- _ПРЕДОСТАВЛЕННЫЙ ТЕКСТ_
Но, хотя он сошёл на берег Джерси частным лицом, ему поручили уничтожить урожай табака на острове, шаг, направленный на поддержку табачных плантаций английских колоний в Америке. С крепостных стен замка Элизабет он мог любоваться узкой полоской моря, отделявшей остров от побережья Нормандии. Впрочем, несмотря на все балы и охоту, на которые, без сомнения, приглашали опального сына губернатора, Джерси был не самым подходящим местом для энергичного и амбициозного молодого придворного.

Пока Джермин находился в изгнании, между королевой и Люси Перси произошёл разрыв. Причины ссоры были неясны, хотя разногласия между ними были всегда. К примеру, графиня Карлайл была ярой протестанткой и вместе с тем вела довольно распутный образ жизни, который Генриетта Мария принять не могла, кроме того, красивая и уверенная в себе Люси затмевала собой свою госпожу. Поэтому, как только у королевы наладились отношения с мужем, необходимость в наперснице отпала.

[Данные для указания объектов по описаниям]
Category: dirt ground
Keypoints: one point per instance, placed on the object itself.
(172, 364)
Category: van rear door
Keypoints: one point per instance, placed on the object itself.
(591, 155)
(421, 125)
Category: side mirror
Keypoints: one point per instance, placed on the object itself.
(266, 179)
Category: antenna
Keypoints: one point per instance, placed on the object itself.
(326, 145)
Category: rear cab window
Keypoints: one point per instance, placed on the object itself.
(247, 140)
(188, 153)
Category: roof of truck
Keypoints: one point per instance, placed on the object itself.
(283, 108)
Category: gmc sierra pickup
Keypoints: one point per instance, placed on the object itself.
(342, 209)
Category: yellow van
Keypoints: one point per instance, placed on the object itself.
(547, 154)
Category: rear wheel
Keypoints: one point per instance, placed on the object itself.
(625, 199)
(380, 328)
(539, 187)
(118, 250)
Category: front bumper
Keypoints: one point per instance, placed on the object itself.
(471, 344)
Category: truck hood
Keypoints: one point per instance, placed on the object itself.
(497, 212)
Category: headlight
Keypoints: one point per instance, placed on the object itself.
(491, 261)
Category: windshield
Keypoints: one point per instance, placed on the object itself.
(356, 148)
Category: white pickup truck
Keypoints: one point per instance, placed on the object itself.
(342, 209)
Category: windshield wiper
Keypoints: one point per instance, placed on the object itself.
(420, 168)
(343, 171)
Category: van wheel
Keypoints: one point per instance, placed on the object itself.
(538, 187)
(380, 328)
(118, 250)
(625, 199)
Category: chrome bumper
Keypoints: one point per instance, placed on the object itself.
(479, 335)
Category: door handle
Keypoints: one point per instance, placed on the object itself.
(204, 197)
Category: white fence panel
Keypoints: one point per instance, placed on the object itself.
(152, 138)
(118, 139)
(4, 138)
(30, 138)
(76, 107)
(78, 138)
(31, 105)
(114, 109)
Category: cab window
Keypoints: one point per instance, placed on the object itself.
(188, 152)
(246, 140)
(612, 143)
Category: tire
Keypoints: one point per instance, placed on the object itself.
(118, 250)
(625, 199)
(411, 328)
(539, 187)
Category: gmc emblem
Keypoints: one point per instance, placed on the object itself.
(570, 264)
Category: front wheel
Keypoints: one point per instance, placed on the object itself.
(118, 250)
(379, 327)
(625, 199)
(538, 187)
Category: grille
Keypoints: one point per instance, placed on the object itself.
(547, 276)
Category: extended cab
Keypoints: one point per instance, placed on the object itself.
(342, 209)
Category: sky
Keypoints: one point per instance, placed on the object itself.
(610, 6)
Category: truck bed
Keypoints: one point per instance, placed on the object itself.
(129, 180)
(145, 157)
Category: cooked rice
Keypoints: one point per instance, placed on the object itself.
--
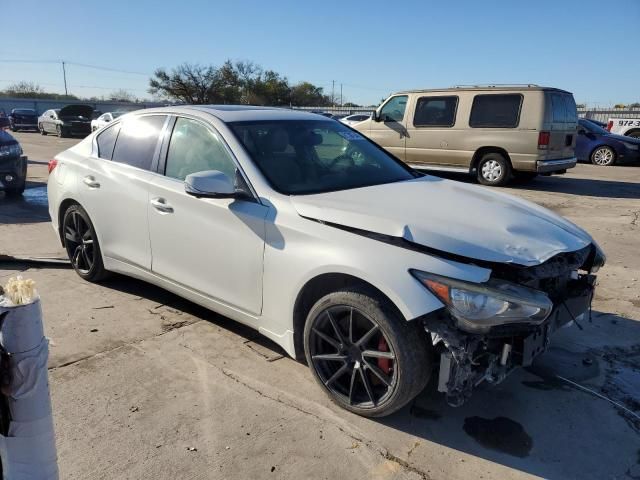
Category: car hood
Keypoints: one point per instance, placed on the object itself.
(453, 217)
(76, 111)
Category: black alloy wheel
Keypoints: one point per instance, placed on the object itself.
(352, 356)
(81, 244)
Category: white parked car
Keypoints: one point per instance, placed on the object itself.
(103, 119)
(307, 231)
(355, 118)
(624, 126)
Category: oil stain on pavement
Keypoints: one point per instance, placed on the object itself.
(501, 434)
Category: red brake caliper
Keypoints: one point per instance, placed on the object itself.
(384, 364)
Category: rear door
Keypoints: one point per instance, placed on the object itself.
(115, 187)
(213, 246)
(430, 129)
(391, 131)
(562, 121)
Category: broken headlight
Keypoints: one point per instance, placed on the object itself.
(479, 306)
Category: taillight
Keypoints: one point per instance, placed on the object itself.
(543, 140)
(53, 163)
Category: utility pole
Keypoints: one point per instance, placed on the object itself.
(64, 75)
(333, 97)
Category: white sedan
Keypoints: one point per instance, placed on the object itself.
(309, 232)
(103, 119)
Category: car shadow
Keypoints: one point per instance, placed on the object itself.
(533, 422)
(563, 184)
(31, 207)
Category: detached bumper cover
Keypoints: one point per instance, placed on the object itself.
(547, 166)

- _ЗАДАНИЯ_
1. Выведите без изменений фрагмент текста о Джермине и королеве, начиная со слов «Пока Джермин находился» и заканчивая словами «в наперснице отпала.».
2. Продолжите текст о Джермине и королеве сразу после его последнего предложения.

- _ОТВЕТЫ ПО ПУНКТАМ_
1.
Пока Джермин находился в изгнании, между королевой и Люси Перси произошёл разрыв. Причины ссоры были неясны, хотя разногласия между ними были всегда. К примеру, графиня Карлайл была ярой протестанткой и вместе с тем вела довольно распутный образ жизни, который Генриетта Мария принять не могла, кроме того, красивая и уверенная в себе Люси затмевала собой свою госпожу. Поэтому, как только у королевы наладились отношения с мужем, необходимость в наперснице отпала.

2.
Весной 1634 года в Лондон прибыл Грегорио Панцани, каноник собора Святого Петра, дабы примирить англиканскую церковь с Римом. Ему было поручено действовать в качестве агента короля Англии в деле приобретения картин, статуй и других произведений искусств, в связи с чем Панцани написал своему соотечественнику Джулио Мазарини, назначенному нунцием при дворе Людовика ХIII:

– Статуи по-прежнему в цене, и я не колеблясь лишу Рим его самых ценных украшений, если взамен мы будем иметь счастье видеть имя короля Англии среди властителей, подчиняющихся Апостольскому престолу.

Тем не менее, Панцани потерпел неудачу в достижении своей амбициозной цели, хотя ему удалось получить разрешение на назначение постоянного нунция при дворе королевы Англии.

– Эти нунции, - торжественно сообщал один из капуцинов Гериетты Марии, - открыли свои часовни для всех католиков, к великому разочарованию пуритан, которые, преисполненные враждебности к папе, пришли в ярость, увидев, что церковные прелаты, присланные из Рима, так хорошо приняты их королём…

Кардинал Барберини, племянник папы, пришёл в такое восхищение, что прислал английской королеве в подарок картины древних и современных итальянских мастеров: «работы Альбани, Корреджо, Веронезе, Стеллы, Винчи, Андреа Сарто, Джулио Романо». Хотя Генриетта Мария была разочарована и удивлена тем, что среди них не было ни одного произведения на религиозную тему.

В свой черёд, первый нунций, пожилой шотландец Джордж Конн, каноник церкви Святого Иоанна Латеранского, с удивлением сообщал в Рим, что Генриетта Мария, которая «одиннадцать лет была женой и уже шесть раз была матерью», пришла к нему на исповедь, чтобы покаяться в каких-то пустяковых грехах. Его слова подтверждал духовник королевы отец Роберт Филипп.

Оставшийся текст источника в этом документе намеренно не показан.